A economia atual necessita, mesmo, de renovação, de “bases sólidas” para “uma nova arquitetura financeira internacional”. O papa está certo. O sistema atual é, realmente, insustentável. As bolhas existem, e, quando estouram, quem sofre são os mais pobres. Porém, apesar de ele estar apontando para um dos alvos corretos, ele não o enfrenta de forma adequada.

A “arquitetura financeira internacional” é formada por “arquiteturas financeiras nacionais” (ou supranacionais, no caso europeu), e essas têm problemas. Hoje, elas geram IMERECIDA concentração de renda e prejudicam o crescimento econômico. O papa acrescenta: “não existe um determinismo que nos condene à iniquidade universal. Permitam-me repetir: não somos condenados à iniquidade universal.” Novamente, a frase é verdadeira, mas ao considerarmos seu sentido ESPIRITUAL. Materialmente, a questão da desigualdade é diferente.

Geração de riqueza é o que elimina a miséria. Onde a geração de riqueza é estagnada, a miséria persiste. Hoje, os países ricos europeus pouco crescem e seus gastos aumentam. Essa conta não fecha. Essa bolha irá estourar e prejudicará os mais pobres. Como, no entanto, essa situação é mantida sob um discurso [hipócrita] de caridade, o papa a condena apenas discretamente, ao dizer que “instituições benéficas, tanto públicas quanto privadas, podem decair em estruturas de pecado.”

O papa demonstra dificuldades com a contradição inerente ao fato de a geração de riqueza eliminar a miséria, mas causar desigualdade. Apesar de desigualdade ser um mal, é o preço da eliminação da miséria. Um combate à desigualdade não pode ser feito às custas da geração de riqueza. Só o que se pode fazer com um mal menor é REDUZIR seus efeitos.

Não se pode ser contra a MERECIDA concentração de renda – aquela resultante da geração sólida de riqueza; de riqueza real. É preciso cuidar para que essas pessoas, nos termos do papa, não caiam em pecado. Porém, a geração de riqueza, em si, não é um mal. Apesar disso, o papa ataca explicitamente medidas voltadas ao crescimento: “repetidos cortes dos impostos para as pessoas mais ricas”; e “paraísos fiscais para os lucros privados e corporativos”.

INFORMAÇÕES EXTRAÍDAS –
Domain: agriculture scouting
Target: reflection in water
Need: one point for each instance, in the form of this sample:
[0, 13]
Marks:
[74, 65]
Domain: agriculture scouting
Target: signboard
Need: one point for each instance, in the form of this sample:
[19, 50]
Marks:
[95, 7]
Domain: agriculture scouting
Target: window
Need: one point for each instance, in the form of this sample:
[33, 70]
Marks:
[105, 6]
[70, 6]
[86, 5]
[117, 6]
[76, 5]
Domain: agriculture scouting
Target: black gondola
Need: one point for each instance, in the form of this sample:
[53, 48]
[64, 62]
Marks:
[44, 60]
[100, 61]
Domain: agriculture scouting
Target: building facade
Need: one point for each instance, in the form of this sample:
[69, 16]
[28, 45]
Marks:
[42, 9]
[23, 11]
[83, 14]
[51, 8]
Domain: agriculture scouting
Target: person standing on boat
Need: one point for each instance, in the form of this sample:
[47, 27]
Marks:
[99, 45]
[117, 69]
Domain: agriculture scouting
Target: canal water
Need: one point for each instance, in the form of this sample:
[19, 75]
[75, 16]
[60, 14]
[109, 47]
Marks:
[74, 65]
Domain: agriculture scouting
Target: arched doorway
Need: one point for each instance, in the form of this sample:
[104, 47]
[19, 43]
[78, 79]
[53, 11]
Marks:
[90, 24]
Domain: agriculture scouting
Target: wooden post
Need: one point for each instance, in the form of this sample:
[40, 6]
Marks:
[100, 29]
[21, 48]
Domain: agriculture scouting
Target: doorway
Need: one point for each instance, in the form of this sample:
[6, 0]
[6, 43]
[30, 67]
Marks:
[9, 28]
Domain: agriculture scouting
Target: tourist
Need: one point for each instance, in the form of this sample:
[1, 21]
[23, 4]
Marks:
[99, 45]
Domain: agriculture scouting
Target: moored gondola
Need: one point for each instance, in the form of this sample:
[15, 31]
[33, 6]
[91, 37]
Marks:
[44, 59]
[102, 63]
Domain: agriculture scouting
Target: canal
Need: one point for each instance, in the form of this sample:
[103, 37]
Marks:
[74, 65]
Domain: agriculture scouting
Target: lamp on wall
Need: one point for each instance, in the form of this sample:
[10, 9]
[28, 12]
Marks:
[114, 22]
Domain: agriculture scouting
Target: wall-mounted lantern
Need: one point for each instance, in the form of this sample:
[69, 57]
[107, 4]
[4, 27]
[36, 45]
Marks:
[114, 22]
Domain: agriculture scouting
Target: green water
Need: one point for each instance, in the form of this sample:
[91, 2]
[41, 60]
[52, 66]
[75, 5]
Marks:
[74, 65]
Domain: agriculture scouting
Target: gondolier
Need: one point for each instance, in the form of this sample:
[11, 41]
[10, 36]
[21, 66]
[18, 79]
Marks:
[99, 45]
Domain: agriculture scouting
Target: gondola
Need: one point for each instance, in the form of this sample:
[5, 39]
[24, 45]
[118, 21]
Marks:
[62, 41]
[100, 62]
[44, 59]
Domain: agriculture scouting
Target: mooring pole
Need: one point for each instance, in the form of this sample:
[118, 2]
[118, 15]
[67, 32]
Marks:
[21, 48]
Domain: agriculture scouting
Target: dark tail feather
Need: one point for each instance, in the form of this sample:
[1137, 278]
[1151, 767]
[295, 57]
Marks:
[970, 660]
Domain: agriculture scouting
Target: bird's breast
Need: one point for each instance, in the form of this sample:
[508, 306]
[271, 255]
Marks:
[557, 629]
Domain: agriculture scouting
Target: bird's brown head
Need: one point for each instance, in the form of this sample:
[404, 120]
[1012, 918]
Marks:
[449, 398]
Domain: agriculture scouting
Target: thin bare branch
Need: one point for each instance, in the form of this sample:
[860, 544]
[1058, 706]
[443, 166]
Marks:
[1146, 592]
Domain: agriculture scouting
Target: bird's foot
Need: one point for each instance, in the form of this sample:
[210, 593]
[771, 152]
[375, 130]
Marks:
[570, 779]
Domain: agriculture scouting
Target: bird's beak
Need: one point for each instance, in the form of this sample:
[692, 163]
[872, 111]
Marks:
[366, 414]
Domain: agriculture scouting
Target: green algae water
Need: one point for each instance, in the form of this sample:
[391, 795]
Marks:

SOLICITAÇÕES –
A. Reproduza o texto sobre o papa e a economia, começando em "O papa demonstra" e terminando em "REDUZIR seus efeitos.".
B. Dê prosseguimento ao texto sobre o papa e a economia a partir do ponto em que ele termina.
Os itens não são usados aqui.

RESPOSTAS POR TAREFA –
A.
O papa demonstra dificuldades com a contradição inerente ao fato de a geração de riqueza eliminar a miséria, mas causar desigualdade. Apesar de desigualdade ser um mal, é o preço da eliminação da miséria. Um combate à desigualdade não pode ser feito às custas da geração de riqueza. Só o que se pode fazer com um mal menor é REDUZIR seus efeitos.

B.
Ademais, colocar a conta da desigualdade atual apenas nos países ricos é ignorar a responsabilidade dos países pobres. O papa coloca: “as pessoas pobres em países muito endividados suportam imposições tributárias opressoras e cortes nos serviços sociais, na medida em que seus governantes pagam as dívidas contraídas de modo insensível e insustentável.” Aqueles que hoje estão endividados são países CORRUPTOS e DESIGUAIS. Essas dívidas foram contraídas para financiar essa situação condenável. Falta a essas sociedades caridade e moderação tanto quanto lhes falta a capacidade de gerar riqueza.

O papa afirma: “com certeza que é justo o princípio de que as dívidas devem ser pagas; não é lícito, porém, pedir ou pretender um pagamento, quando esse levaria de fato a impor opções políticas tais que condenariam à fome e ao desespero populações inteiras. Não se pode pretender que as dívidas contraídas sejam pagas com sacrifícios insuportáveis.” Por mais dolorosa que seja a situação, um perdão da dívida apenas alimentaria mais a condição atual, pois permitiria às lideranças continuarem a fazer o que fazem sem pagar o preço pelo mal que criaram e/ou que preservam.

Em suma, o papa acerta ao pedir auxílio aos especialistas: “vocês conhecem por primeiro quais são as injustiças da nossa economia global atual. Trabalhemos juntos para acabar com essas injustiças”. Ao tratar de economia, ele entra em seara a qual não domina. Não estou dizendo que eu entenda, pois não entendo. Nesse ponto, estamos papa e eu em igualdade de condições.

Apenas aponto que o papa Francisco deveria estar mais aberto à possibilidade da economia liberal ser compatível com os princípios que defende. Afinal, ainda que não seja perfeita, É a mais compatível com os princípios que ele defende.